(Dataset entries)
[Start of Attachment]

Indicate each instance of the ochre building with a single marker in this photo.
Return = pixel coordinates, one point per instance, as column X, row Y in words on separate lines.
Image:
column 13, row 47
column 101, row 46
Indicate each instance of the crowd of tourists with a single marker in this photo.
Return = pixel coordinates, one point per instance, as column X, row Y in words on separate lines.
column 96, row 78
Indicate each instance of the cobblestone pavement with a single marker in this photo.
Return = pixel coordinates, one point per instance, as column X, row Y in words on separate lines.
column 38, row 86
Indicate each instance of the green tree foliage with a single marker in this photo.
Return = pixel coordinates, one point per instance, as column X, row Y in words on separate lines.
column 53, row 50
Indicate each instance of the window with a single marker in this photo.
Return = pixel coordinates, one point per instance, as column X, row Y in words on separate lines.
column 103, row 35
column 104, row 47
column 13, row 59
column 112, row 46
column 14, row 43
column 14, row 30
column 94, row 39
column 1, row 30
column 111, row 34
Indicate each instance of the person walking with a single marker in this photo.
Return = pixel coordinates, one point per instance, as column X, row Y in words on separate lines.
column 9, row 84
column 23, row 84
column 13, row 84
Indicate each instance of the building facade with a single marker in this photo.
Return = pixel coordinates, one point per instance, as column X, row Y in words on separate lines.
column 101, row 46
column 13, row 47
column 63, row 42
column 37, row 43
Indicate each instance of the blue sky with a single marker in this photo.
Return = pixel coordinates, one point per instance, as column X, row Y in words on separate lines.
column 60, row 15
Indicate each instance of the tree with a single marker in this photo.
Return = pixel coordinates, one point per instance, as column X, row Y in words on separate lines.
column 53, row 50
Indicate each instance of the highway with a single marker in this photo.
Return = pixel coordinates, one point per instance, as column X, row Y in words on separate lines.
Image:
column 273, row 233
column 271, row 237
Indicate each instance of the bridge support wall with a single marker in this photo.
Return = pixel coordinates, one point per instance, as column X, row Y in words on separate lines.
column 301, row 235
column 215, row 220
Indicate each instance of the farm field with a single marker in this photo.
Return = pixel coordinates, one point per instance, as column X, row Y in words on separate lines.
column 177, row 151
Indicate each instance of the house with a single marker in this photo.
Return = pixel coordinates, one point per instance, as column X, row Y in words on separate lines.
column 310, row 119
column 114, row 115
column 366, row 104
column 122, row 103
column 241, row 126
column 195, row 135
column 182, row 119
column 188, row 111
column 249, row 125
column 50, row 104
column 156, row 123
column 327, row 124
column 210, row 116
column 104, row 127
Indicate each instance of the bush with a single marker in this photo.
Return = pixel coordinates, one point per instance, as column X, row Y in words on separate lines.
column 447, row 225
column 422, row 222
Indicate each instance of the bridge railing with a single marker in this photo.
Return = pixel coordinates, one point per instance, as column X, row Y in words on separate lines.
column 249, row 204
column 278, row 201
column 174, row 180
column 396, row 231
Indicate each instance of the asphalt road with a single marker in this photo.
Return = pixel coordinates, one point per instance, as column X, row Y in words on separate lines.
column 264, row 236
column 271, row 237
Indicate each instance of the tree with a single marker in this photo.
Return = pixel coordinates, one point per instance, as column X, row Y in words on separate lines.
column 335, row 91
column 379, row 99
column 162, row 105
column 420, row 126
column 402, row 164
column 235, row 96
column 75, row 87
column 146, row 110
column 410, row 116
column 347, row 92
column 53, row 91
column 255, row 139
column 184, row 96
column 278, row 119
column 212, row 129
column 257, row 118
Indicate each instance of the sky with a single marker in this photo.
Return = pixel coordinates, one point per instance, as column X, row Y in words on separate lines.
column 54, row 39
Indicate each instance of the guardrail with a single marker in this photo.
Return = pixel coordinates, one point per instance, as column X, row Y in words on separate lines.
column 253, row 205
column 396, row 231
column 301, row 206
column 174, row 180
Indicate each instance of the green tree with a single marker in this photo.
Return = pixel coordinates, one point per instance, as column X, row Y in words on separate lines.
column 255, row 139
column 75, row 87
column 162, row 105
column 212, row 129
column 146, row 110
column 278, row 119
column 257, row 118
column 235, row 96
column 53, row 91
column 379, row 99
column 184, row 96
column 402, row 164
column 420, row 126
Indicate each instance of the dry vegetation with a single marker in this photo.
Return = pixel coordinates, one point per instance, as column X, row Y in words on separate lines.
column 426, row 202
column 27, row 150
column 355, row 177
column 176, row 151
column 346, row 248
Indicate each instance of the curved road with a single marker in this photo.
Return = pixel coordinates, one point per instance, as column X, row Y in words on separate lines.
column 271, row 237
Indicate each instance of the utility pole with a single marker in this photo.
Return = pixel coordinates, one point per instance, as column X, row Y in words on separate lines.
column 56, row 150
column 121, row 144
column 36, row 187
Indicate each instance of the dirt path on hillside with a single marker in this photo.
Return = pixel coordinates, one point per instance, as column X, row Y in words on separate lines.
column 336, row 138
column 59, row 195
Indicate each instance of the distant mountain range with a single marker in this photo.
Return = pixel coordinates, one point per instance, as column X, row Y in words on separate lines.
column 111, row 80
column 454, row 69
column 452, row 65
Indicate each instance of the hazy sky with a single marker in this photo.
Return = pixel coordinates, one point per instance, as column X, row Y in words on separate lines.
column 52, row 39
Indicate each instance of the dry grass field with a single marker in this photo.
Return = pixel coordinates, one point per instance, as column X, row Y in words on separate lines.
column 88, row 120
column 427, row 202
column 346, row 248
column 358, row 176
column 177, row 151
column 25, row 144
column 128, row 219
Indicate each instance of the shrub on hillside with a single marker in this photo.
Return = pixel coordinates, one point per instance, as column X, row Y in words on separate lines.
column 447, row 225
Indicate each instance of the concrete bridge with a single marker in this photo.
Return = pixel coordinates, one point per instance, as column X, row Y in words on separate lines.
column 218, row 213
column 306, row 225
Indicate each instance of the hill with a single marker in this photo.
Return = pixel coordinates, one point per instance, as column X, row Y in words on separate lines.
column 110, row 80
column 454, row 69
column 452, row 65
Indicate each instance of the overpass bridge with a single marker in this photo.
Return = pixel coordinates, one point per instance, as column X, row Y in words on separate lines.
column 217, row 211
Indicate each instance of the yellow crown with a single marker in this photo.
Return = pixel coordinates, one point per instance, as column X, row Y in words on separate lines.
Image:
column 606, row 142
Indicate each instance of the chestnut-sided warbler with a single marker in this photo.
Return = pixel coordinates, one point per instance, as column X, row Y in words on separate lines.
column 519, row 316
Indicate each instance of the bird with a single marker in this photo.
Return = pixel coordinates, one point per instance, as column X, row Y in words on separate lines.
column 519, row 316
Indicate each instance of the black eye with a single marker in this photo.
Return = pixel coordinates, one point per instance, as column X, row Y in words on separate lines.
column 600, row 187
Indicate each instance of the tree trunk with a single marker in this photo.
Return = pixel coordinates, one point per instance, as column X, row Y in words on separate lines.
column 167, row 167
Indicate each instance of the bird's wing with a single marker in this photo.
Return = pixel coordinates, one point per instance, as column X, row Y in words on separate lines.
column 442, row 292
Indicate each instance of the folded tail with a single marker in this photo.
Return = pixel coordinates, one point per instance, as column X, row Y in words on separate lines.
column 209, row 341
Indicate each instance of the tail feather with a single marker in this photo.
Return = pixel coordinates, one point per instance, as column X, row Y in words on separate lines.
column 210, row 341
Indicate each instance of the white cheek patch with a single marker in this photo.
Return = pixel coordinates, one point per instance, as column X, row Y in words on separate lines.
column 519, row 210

[End of Attachment]

PROMPT:
Nothing but the lines from the first line of the data through the line with "Indicate each instance of the green tree foliage" should be returned, exactly as they appear, both ends included.

RESPONSE TO THE EXERCISE:
Indicate each instance of the ochre building with a single marker in this photo.
Return = pixel coordinates, one point per instance, as column X, row Y in words on separate lines.
Image:
column 13, row 47
column 101, row 46
Indicate each instance of the crowd of tourists with a single marker in this photo.
Return = pixel coordinates, one point per instance, as column X, row Y in words on separate lines.
column 96, row 78
Indicate each instance of the cobblestone pavement with a single marker in this photo.
Return = pixel coordinates, one point per instance, as column X, row Y in words on separate lines.
column 38, row 86
Indicate each instance of the green tree foliage with a single marker in this photo.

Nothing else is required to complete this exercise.